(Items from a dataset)
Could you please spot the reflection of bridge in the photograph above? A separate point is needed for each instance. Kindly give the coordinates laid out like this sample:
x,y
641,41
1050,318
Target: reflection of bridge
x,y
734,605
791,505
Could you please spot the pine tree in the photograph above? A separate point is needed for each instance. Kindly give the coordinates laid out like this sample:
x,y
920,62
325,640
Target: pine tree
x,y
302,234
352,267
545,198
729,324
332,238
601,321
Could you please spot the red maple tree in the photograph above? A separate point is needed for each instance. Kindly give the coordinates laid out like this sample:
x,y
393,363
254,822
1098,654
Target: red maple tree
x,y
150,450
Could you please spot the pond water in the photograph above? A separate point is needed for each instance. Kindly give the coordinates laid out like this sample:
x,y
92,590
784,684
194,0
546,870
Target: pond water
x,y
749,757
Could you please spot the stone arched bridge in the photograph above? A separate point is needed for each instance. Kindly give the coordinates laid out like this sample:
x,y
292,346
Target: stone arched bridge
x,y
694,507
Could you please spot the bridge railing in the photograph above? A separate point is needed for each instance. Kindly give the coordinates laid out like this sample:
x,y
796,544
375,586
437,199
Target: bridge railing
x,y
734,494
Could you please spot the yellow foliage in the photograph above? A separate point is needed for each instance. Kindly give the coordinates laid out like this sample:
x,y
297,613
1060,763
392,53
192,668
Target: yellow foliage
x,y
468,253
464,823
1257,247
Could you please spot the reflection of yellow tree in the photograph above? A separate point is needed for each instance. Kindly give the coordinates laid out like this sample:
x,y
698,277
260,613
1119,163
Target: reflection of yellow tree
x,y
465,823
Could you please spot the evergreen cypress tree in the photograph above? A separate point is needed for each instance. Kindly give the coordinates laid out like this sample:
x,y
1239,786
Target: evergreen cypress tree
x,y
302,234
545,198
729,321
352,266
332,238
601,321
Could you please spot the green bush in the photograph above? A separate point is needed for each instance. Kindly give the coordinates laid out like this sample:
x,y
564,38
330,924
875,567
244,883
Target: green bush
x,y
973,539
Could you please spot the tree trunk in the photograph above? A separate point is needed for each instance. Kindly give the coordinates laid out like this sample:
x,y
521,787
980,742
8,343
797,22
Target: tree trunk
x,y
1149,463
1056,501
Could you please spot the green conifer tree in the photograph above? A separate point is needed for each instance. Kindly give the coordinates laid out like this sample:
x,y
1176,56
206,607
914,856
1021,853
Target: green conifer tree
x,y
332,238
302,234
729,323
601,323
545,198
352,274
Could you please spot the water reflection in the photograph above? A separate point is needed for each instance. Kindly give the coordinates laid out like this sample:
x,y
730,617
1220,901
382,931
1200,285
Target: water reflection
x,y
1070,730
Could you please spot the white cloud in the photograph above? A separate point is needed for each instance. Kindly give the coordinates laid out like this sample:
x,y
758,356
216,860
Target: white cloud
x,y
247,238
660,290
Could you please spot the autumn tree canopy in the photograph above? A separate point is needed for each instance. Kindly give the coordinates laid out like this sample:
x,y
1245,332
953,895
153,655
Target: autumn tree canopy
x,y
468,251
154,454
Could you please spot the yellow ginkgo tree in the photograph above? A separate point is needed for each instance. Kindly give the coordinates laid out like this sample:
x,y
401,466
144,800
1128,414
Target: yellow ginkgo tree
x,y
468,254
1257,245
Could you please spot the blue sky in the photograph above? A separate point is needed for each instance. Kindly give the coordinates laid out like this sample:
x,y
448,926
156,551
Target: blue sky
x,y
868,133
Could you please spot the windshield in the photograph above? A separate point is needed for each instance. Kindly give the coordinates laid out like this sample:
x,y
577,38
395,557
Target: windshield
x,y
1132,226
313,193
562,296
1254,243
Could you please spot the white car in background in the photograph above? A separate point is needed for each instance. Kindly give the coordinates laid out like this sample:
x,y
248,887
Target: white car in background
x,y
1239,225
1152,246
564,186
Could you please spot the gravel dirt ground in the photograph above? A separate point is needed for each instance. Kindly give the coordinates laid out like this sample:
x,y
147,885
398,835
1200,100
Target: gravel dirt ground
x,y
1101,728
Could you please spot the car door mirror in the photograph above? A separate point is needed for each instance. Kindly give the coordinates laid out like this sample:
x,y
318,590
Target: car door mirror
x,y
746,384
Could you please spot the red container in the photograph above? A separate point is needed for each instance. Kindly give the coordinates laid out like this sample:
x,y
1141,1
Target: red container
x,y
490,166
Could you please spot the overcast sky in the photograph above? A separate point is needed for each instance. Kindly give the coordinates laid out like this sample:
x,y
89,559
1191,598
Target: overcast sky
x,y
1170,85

■ Your goal ■
Every record should be given again without alteration.

■ Result below ■
Could you please spot the reflection of bridge in the photograph above? A separate point is needed for each instance. Kindly give the coordinates laid out like this sample:
x,y
641,41
1050,318
Target: reflection of bridge
x,y
734,605
791,505
Could you please spot the pine tree in the photograph above? A separate point is needed for each instance. Kindly give the coordinates laid out like this sample:
x,y
920,62
325,640
Target: pine tree
x,y
302,234
352,267
545,198
729,324
332,238
601,321
Could you please spot the red maple tree in the photograph above? A separate point is needed for each instance. Kindly give the coordinates laid out like this sample:
x,y
393,363
254,822
1098,654
Target: red maple tree
x,y
150,450
Could you please spot the pond water in the photograph above? A separate point is needed for each instance. Kindly give the coordinates laid out like this sample:
x,y
92,590
784,684
194,0
546,870
Target: pond water
x,y
749,757
Could you please spot the stone arched bridge in the photograph above? A separate point is needed for each instance. Kindly give the coordinates laid out like this sample:
x,y
292,346
Target: stone arched bridge
x,y
694,507
Could you please spot the bridge railing in the photograph above? A separate point is needed for each instance. Kindly give the coordinates laid out like this sample:
x,y
796,544
375,586
437,199
Target: bridge railing
x,y
734,494
Could you please spot the yellow foliage in the photograph above? A separate point is needed for each instance. Kindly give the coordinates laid out like this sample:
x,y
297,613
1060,763
392,53
192,668
Target: yellow foliage
x,y
468,253
464,823
1257,247
Could you please spot the reflection of yellow tree in the photograph above? A separate point is needed for each instance. Kindly give the coordinates laid out like this sample:
x,y
698,277
260,613
1119,163
Target: reflection of yellow tree
x,y
465,823
Could you please spot the evergreen cypress tree in the photograph above? A separate point is needed for each instance. Kindly give the coordinates laid out like this sample:
x,y
1239,786
Target: evergreen cypress tree
x,y
302,234
545,198
729,321
352,266
332,238
601,321
Could you please spot the green bush in the photograph above? A separate point is needed for each instance. Kindly give the coordinates laid out like this sample:
x,y
564,38
330,924
875,567
244,883
Target: green bush
x,y
973,539
Could you please spot the tree trunk in the photograph above? A separate point is needed for each instance. Kindly give the coordinates laid out like this sample:
x,y
521,787
980,742
8,343
797,22
Target: tree trunk
x,y
1149,463
1056,501
Could you please spot the green conifer tree in the photograph above? A separate point is needed for each instance. Kindly give the coordinates laid out like this sample:
x,y
1176,56
206,607
914,856
1021,853
Target: green conifer tree
x,y
332,238
302,234
729,323
601,323
545,198
352,274
Could you please spot the water reflection in the photograph above? A separate point is needed for each instance. Kindly give the coordinates laid out like this sample:
x,y
730,617
1220,901
382,931
1200,285
Target: water reflection
x,y
1070,730
Could you please spot the white cloud in the photograph above? A separate point is needed for each instance. Kindly give the coordinates laid out like this sample:
x,y
758,356
216,860
Target: white cloud
x,y
247,238
660,290
Could you please spot the autumn tree canopy in the photograph above? A separate point is needed for each instance. Kindly give the coordinates laid out like this sample:
x,y
1245,332
953,895
153,655
Target: autumn tree canopy
x,y
468,251
154,454
Could you please spot the yellow ginkgo tree in the photograph above? A separate point is needed for each instance. Kindly give the coordinates laid out like this sample:
x,y
401,466
144,800
1128,414
Target: yellow ginkgo tree
x,y
468,254
1257,245
Could you please spot the blue sky in the photograph above? A separate point is needed for each instance. Kindly give the coordinates laid out like this sample:
x,y
448,926
156,551
Target: blue sky
x,y
868,133
Could you please spot the windshield in the photograph above? A separate point is needed for each instance. Kindly give the coordinates laid out like this sample:
x,y
577,38
395,557
Target: windshield
x,y
1132,226
313,193
562,296
1254,243
Could you please spot the white car in background in the photograph above? A separate point is needed for each instance. Kindly give the coordinates laid out like this sample:
x,y
248,887
Target: white car in background
x,y
1239,225
1152,246
564,186
Could you please spot the gravel dirt ground in the photograph above? A separate point is needed for each instance. Kindly give the coordinates laid out like this sample:
x,y
147,885
398,835
1200,100
Target: gravel dirt ground
x,y
1101,728
Could you please spot the car door mirror in the photograph above? A separate point is needed for each instance. Kindly give the coordinates laid out like this sample:
x,y
318,590
Target: car door mirror
x,y
746,384
Could you please spot the red container in the photograph above? A separate point is needed for each instance. Kindly give the coordinates laid out like this sample:
x,y
1141,1
Target: red container
x,y
490,166
Could you please spot the overcast sky in the photograph above? A separate point is needed for each instance. Kindly give the coordinates laid out like this sample:
x,y
89,559
1191,598
Target: overcast sky
x,y
1170,85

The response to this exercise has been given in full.